··· Records
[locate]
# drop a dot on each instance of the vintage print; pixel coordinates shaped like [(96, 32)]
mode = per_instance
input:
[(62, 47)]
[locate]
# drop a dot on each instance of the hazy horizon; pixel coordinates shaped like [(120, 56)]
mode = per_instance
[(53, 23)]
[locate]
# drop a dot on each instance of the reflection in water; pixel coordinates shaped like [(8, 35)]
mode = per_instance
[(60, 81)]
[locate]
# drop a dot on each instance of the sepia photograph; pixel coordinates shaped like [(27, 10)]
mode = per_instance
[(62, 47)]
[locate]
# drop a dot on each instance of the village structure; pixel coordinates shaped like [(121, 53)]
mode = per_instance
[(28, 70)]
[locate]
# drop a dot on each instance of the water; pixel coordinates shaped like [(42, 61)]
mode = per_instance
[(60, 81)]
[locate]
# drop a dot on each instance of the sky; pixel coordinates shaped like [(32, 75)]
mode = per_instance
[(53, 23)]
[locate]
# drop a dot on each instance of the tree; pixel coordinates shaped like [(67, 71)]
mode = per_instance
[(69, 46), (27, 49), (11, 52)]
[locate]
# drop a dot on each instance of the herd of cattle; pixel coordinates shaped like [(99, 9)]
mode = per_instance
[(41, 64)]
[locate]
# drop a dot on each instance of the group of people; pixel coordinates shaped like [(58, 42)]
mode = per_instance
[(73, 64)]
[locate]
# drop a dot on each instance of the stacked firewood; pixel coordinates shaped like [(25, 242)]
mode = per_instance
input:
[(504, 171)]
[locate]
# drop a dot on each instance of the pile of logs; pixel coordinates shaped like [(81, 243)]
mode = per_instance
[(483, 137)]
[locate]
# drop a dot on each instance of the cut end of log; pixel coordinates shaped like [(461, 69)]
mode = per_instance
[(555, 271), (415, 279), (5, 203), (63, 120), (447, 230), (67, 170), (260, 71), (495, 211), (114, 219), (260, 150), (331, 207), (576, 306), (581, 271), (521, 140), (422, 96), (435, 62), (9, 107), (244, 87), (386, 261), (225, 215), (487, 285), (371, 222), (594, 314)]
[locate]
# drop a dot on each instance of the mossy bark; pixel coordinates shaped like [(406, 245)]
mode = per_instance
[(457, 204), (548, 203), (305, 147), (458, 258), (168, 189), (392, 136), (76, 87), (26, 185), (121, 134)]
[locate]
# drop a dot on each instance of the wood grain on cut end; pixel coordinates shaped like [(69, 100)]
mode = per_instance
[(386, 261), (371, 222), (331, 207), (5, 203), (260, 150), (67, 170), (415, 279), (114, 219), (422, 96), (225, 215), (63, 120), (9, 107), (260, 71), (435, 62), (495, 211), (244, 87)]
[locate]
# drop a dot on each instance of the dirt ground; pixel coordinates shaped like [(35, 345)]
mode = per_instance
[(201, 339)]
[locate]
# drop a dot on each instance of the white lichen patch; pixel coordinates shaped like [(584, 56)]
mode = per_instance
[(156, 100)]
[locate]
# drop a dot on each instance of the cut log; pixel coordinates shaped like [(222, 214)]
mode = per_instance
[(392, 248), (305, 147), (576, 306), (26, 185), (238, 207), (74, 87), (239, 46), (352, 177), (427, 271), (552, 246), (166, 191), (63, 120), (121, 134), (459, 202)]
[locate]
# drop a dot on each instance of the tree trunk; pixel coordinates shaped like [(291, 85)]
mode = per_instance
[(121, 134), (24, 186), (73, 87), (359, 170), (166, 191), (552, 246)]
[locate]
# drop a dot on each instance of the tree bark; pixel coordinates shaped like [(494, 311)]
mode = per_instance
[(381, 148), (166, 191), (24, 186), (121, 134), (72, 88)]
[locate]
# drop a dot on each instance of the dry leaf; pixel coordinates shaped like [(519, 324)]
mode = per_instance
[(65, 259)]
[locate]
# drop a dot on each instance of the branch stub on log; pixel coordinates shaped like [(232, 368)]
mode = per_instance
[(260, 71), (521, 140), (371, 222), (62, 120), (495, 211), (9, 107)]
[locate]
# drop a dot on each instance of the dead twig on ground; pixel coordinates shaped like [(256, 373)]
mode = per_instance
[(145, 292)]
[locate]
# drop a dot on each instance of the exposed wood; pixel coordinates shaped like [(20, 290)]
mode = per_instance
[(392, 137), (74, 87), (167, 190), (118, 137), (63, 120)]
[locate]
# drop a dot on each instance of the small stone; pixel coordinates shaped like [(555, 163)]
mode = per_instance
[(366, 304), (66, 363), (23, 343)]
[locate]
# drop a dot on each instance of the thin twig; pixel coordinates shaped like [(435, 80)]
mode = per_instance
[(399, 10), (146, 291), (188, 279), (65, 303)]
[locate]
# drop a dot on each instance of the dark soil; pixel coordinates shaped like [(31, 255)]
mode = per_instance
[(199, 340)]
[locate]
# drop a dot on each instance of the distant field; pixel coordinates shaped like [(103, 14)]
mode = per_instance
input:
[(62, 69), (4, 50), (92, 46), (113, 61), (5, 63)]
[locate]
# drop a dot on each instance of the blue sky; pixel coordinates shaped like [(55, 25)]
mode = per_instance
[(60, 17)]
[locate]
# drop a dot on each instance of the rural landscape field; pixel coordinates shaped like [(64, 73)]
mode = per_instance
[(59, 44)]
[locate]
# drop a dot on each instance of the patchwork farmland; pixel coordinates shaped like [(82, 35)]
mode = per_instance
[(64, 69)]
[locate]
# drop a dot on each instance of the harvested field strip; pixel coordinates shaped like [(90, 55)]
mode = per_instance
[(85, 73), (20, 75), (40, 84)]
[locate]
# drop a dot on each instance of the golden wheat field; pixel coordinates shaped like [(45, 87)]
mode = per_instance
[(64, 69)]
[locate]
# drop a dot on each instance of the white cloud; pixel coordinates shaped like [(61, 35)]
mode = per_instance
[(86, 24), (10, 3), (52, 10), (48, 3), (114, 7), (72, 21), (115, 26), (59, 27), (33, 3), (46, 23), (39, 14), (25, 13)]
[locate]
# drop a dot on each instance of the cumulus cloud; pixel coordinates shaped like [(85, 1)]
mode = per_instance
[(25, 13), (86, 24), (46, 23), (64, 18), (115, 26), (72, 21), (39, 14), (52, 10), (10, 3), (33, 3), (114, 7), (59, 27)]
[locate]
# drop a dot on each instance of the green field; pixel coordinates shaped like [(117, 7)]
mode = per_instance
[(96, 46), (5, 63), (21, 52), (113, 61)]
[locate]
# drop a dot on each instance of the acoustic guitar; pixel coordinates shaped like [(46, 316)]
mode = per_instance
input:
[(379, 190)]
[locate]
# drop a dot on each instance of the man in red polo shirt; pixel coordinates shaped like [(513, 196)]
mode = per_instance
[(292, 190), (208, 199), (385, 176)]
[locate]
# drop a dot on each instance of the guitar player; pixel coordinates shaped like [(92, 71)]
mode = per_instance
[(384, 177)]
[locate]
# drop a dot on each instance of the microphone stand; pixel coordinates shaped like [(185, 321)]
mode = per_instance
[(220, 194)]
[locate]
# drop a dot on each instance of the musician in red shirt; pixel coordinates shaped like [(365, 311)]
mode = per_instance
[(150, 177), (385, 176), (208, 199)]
······
Reproduce the listing above with each "drop a dot" changed to "place a mark" and nothing else altered.

Answer to the problem
[locate]
# place a mark on each instance of the vintage print; pixel coordinates shaped like [(96, 32)]
mode = per_instance
input:
[(62, 47)]
[locate]
# place a mark on each instance of the hazy horizon; pixel coordinates shaped like [(120, 56)]
mode = per_instance
[(53, 23)]
[locate]
# place a mark on each instance of the reflection in water; pixel coordinates shaped like [(8, 35)]
mode = per_instance
[(60, 81)]
[locate]
# place a mark on each instance of the sepia photograph; pixel coordinates shaped like [(27, 10)]
mode = per_instance
[(62, 47)]
[locate]
# place a mark on each instance of the village structure; pixel coordinates shaped like [(121, 53)]
mode = per_instance
[(28, 70)]
[locate]
# place a mark on each instance of the water; pixel coordinates shaped like [(42, 61)]
mode = per_instance
[(60, 81)]
[locate]
# place a mark on each instance of the sky; pixel coordinates shaped like [(32, 75)]
mode = per_instance
[(53, 23)]
[locate]
# place a mark on each instance of the tree; pixel coordinates shaped like [(67, 71)]
mode = per_instance
[(69, 46), (27, 49), (11, 52)]
[locate]
# place a mark on each instance of the herd of cattle; pixel coordinates shaped like [(99, 9)]
mode = per_instance
[(41, 64)]
[locate]
# place a mark on each instance of the group of people; pixel coordinates shaped like [(58, 42)]
mode = per_instance
[(73, 64)]
[locate]
# place a mark on each instance of the stacked firewood; pixel coordinates shaped like [(25, 242)]
mode = per_instance
input:
[(504, 171)]
[locate]
# place a mark on each instance of the pile of logs; pixel coordinates shaped like [(81, 243)]
mode = per_instance
[(483, 137)]
[locate]
# place a mark on each instance of the cut end of log; pixel coordinates shaped like [(461, 69)]
mode = per_instance
[(555, 271), (415, 279), (5, 203), (63, 120), (447, 230), (67, 170), (260, 71), (495, 211), (114, 219), (260, 150), (331, 207), (576, 306), (581, 271), (521, 140), (422, 96), (435, 62), (9, 107), (244, 87), (386, 261), (225, 215), (487, 285), (371, 222), (594, 314)]
[locate]
# place a mark on each instance of the mossy bark; pixel coordinates shaped like [(406, 245)]
mode = per_instance
[(457, 204), (548, 203), (305, 147), (458, 258), (168, 189), (392, 136), (76, 87), (26, 185), (121, 134)]
[locate]
# place a mark on each instance of the wood grain on cut end; pixel coordinates shaped like [(69, 100)]
mode = per_instance
[(386, 261), (371, 222), (331, 207), (5, 203), (260, 150), (67, 170), (415, 279), (114, 219), (422, 96), (225, 215), (63, 120), (9, 107), (260, 71), (435, 62), (495, 211), (244, 87)]
[locate]
# place a mark on each instance of the dirt ground; pixel coordinates shaped like [(35, 345)]
mode = per_instance
[(201, 339)]
[locate]
# place a mark on each instance of the white lichen patch; pixel coordinates shaped like [(584, 56)]
mode = per_instance
[(156, 100)]
[locate]
# place a mark on each instance of the cut log; pixel coordinates shaped like [(222, 214)]
mode = per_instance
[(392, 248), (305, 147), (576, 306), (26, 185), (238, 207), (74, 87), (239, 46), (352, 177), (427, 271), (552, 246), (166, 191), (63, 120), (121, 134), (459, 202)]
[locate]
# place a mark on each instance of the tree trunk; pixel coordinates shaped like [(291, 85)]
mode = per_instance
[(121, 134), (24, 186), (73, 87), (359, 170), (166, 191), (552, 246)]
[locate]
# place a mark on each instance of the tree bark; pixel coordinates shaped like [(494, 311)]
mode = per_instance
[(381, 148), (166, 191), (24, 186), (121, 134), (72, 88)]
[locate]
# place a mark on each instance of the dry leaf; pixel coordinates shaped like [(519, 324)]
mode = per_instance
[(65, 259)]
[locate]
# place a mark on each instance of the branch stub on log; pixel coordinates shaped like [(232, 368)]
mode = per_instance
[(260, 71), (521, 140), (371, 222), (62, 120), (495, 211), (9, 107)]
[locate]
# place a mark on each instance of the dead twig on ground; pixel coordinates shaped like [(256, 373)]
mode = per_instance
[(145, 292)]
[locate]
# place a mark on each instance of the exposed wood; pixel coordinates shaped like [(20, 290)]
mode = per_instance
[(392, 137), (74, 87), (167, 190), (118, 137), (63, 120)]
[locate]
# place a mark on each instance of the small stone; pixel coordinates shaped like [(555, 163)]
mode = per_instance
[(366, 304), (66, 363), (23, 343)]
[locate]
# place a mark on each instance of the thin twig; pixel coordinates shaped like [(435, 80)]
mode = per_instance
[(399, 10), (146, 291), (188, 279), (65, 303)]
[locate]
# place a mark on each instance of the dark soil; pixel coordinates shaped like [(31, 255)]
mode = per_instance
[(199, 340)]
[locate]
# place a mark on each instance of the distant field; pixel coordinates shaped like [(103, 14)]
mode = per_instance
input:
[(62, 69), (4, 50), (92, 46), (113, 61), (5, 63)]
[locate]
# place a mark on each instance of the blue sky; pixel coordinates shaped like [(55, 25)]
mode = per_instance
[(60, 17)]
[locate]
# place a mark on each instance of the rural landscape field; pixel coordinates shaped like [(64, 73)]
mode = per_instance
[(59, 44)]
[locate]
# place a mark on each instance of the patchwork farmland; pixel coordinates shaped like [(82, 35)]
mode = per_instance
[(64, 69)]
[locate]
# place a mark on each instance of the harvested field strip; pixel coordinates shaped like [(90, 55)]
mode = per_instance
[(85, 73), (20, 75), (40, 84)]
[locate]
# place a mark on each instance of the golden wheat field; pixel coordinates shaped like [(45, 87)]
mode = per_instance
[(64, 69)]
[locate]
# place a mark on each instance of the white cloud; pixel coordinates shaped like [(61, 35)]
mode = per_instance
[(86, 24), (10, 3), (52, 10), (48, 3), (114, 7), (72, 21), (115, 26), (59, 27), (33, 3), (46, 23), (39, 14), (25, 13)]
[locate]
# place a mark on each instance of the cumulus cloud; pixel coordinates shaped like [(85, 1)]
mode = per_instance
[(25, 13), (86, 24), (46, 23), (64, 18), (115, 26), (72, 21), (39, 14), (52, 10), (10, 3), (33, 3), (114, 7), (59, 27)]
[locate]
# place a mark on each instance of the green field; pixel coordinates shaped like [(117, 7)]
mode = per_instance
[(96, 46), (5, 63), (21, 52), (113, 61)]
[locate]
# place a mark on each instance of the acoustic guitar; pixel coordinates shaped like [(46, 316)]
mode = per_instance
input:
[(379, 190)]
[locate]
# place a mark on each instance of the man in red polo shirt; pixel coordinates shaped like [(513, 196)]
mode = per_instance
[(292, 190), (208, 199), (385, 176)]
[locate]
# place a mark on each instance of the guitar player; pixel coordinates shaped like [(92, 71)]
mode = per_instance
[(384, 177)]
[locate]
# place a mark on each instance of the microphone stand; pixel coordinates shaped like [(185, 321)]
mode = per_instance
[(220, 194)]
[locate]
# place a mark on each instance of the musician in red shirt; pixel coordinates shaped like [(365, 311)]
mode = per_instance
[(150, 177), (385, 176), (208, 199)]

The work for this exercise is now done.